(Items from a dataset)
━━━━━━━━
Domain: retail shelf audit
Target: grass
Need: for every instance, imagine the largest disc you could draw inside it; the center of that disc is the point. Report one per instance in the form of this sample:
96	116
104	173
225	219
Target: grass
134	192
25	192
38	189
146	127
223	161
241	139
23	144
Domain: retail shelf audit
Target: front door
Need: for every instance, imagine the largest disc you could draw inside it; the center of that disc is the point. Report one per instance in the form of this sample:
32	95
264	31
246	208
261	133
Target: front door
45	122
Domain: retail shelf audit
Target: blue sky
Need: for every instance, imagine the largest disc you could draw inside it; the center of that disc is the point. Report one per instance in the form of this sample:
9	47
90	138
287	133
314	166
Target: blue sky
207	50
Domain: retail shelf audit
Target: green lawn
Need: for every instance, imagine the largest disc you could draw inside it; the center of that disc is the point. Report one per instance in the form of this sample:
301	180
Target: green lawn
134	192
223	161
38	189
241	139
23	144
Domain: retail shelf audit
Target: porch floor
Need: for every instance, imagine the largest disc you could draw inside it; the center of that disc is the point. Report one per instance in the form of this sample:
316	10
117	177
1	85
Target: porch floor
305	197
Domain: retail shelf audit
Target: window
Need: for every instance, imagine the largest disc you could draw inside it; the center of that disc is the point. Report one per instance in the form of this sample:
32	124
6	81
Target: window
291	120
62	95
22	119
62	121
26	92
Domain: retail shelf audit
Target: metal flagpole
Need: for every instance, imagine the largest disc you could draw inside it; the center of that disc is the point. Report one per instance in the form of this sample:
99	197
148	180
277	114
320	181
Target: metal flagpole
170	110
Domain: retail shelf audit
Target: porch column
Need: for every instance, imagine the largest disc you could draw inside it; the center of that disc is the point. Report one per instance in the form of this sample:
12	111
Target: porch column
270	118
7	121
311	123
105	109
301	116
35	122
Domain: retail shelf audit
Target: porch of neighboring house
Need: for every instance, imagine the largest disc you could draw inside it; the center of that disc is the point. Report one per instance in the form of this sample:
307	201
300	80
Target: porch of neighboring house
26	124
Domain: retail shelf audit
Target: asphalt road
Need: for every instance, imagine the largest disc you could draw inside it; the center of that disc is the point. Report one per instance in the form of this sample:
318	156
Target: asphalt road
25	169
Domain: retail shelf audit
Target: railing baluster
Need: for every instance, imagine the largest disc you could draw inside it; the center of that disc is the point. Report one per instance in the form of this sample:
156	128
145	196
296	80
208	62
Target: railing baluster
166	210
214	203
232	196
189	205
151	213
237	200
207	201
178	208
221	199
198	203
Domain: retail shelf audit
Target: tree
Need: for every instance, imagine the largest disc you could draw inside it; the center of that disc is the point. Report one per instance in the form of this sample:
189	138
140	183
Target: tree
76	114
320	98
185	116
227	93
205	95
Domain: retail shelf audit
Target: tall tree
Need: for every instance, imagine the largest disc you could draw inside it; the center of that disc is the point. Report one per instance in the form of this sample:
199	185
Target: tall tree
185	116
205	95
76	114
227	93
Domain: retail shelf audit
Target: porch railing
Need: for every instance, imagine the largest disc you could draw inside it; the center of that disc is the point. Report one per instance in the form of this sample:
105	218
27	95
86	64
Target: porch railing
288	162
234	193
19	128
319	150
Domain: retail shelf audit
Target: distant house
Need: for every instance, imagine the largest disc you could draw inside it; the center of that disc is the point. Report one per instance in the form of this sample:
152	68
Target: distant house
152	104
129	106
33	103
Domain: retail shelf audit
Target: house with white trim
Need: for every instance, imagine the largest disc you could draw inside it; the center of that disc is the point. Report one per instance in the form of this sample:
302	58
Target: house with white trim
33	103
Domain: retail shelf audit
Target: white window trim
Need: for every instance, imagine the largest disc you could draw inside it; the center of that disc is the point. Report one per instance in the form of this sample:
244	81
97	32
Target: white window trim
━━━━━━━━
• **Task instructions**: Exactly as shown above, return every record.

• **Your response**:
Domain: retail shelf audit
Target: grass
Need: for every instance, imagine the largest disc you could draw inside it; the center of that disc is the point. Report one per instance in the form of this sample:
96	116
104	173
225	219
Target: grass
134	192
25	192
38	189
146	127
223	161
241	139
23	144
Domain: retail shelf audit
Target: front door
Need: for every instance, imagine the largest disc you could draw inside it; the center of that disc is the point. Report one per instance in the form of this sample:
32	95
264	31
246	208
261	133
Target: front door
45	122
Domain: retail shelf audit
Target: blue sky
Need: for every instance, imagine the largest disc you could draw inside it; the center of that disc is the point. Report one per instance in the form of this sample:
9	47
90	138
287	133
314	166
Target: blue sky
207	50
Domain: retail shelf audit
Target: green lawn
Need: for every instance, imagine the largest disc you could draw inside it; the center of that disc is the point. Report one per instance in the form of this sample:
301	180
Target: green lawn
134	192
223	161
38	189
241	139
23	144
Domain: retail shelf audit
Target: porch floor
Need: for every instance, imagine the largest disc you could draw inside it; the center of that disc is the point. Report one per instance in the form of this sample:
316	10
117	177
1	85
Target: porch floor
305	197
Domain: retail shelf audit
Target: window
Need: for every instance, imagine the largest disc you could draw inside it; the center of that disc is the point. Report one per instance in the form of this sample:
32	124
6	81
Target: window
291	120
62	95
22	119
62	121
26	92
Domain: retail shelf audit
Target: metal flagpole
Need: for every instance, imagine the largest disc you could draw inside it; the center of that disc is the point. Report one per instance in the form of this sample:
99	197
148	180
277	114
320	181
Target: metal flagpole
170	110
Domain: retail shelf audit
Target: porch column
Need: for every instance, imagine the largest disc you could draw inside it; the center of that disc is the point. Report one per instance in the form of this sample:
12	111
Target: porch column
270	118
7	121
311	123
105	109
301	116
35	122
Domain: retail shelf audit
Target: porch of neighboring house
Need: for every instance, imagine the largest disc you could draw inside it; the center of that disc is the point. Report one per instance in the form of this sample:
307	201
300	80
Target: porch of neighboring house
26	124
Domain: retail shelf audit
Target: asphalt road
Need: for every instance, imagine the largest disc you could draw inside it; the center of that disc is the point. Report one per instance in the form of this sample:
318	156
Target: asphalt road
25	169
Domain: retail shelf audit
Target: railing baluster
Need: for every instance, imagine the largest disc you could draw inside it; the center of that disc is the point. Report one per instance in the form of this sample:
156	128
145	196
296	80
208	62
Target: railing baluster
166	210
214	203
232	196
189	205
151	213
237	200
207	201
178	208
221	199
198	203
Domain: retail shelf audit
Target: tree
Need: for every instance, imagine the largest disc you could draw inside it; the center of that disc is the point. Report one per instance in the form of this sample:
189	138
140	183
Target: tree
76	114
320	98
185	116
227	93
205	95
Domain: retail shelf audit
Target: tall tree
Need: for every instance, imagine the largest disc you could draw inside it; the center of that disc is the point. Report one per instance in the form of this sample:
199	185
Target: tall tree
185	116
205	95
76	114
227	93
Domain: retail shelf audit
Target: porch railing
Need: for every instance, imagine the largest disc you could draw inside it; the center of that disc is the point. Report one per instance in the form of this sample:
105	218
27	95
86	64
Target: porch railing
288	162
234	193
19	128
319	150
Domain: retail shelf audit
Target: distant house
Need: for every instance, imagine the largest disc you could draw inside it; the center of that disc is the point. Report one per instance in the form of this sample:
152	68
Target: distant house
152	104
129	106
33	103
Domain: retail shelf audit
Target: house with white trim
Need: for every instance, imagine the largest disc you could draw inside it; the center of that disc is the point. Report one per instance in the form of this sample:
302	58
Target: house with white trim
33	103
Domain: retail shelf audit
Target: white window trim
Need: for every instance, imagine the largest disc you could draw inside it; the center of that disc is the point. Report one per instance in the form of this sample:
244	81
97	32
Target: white window trim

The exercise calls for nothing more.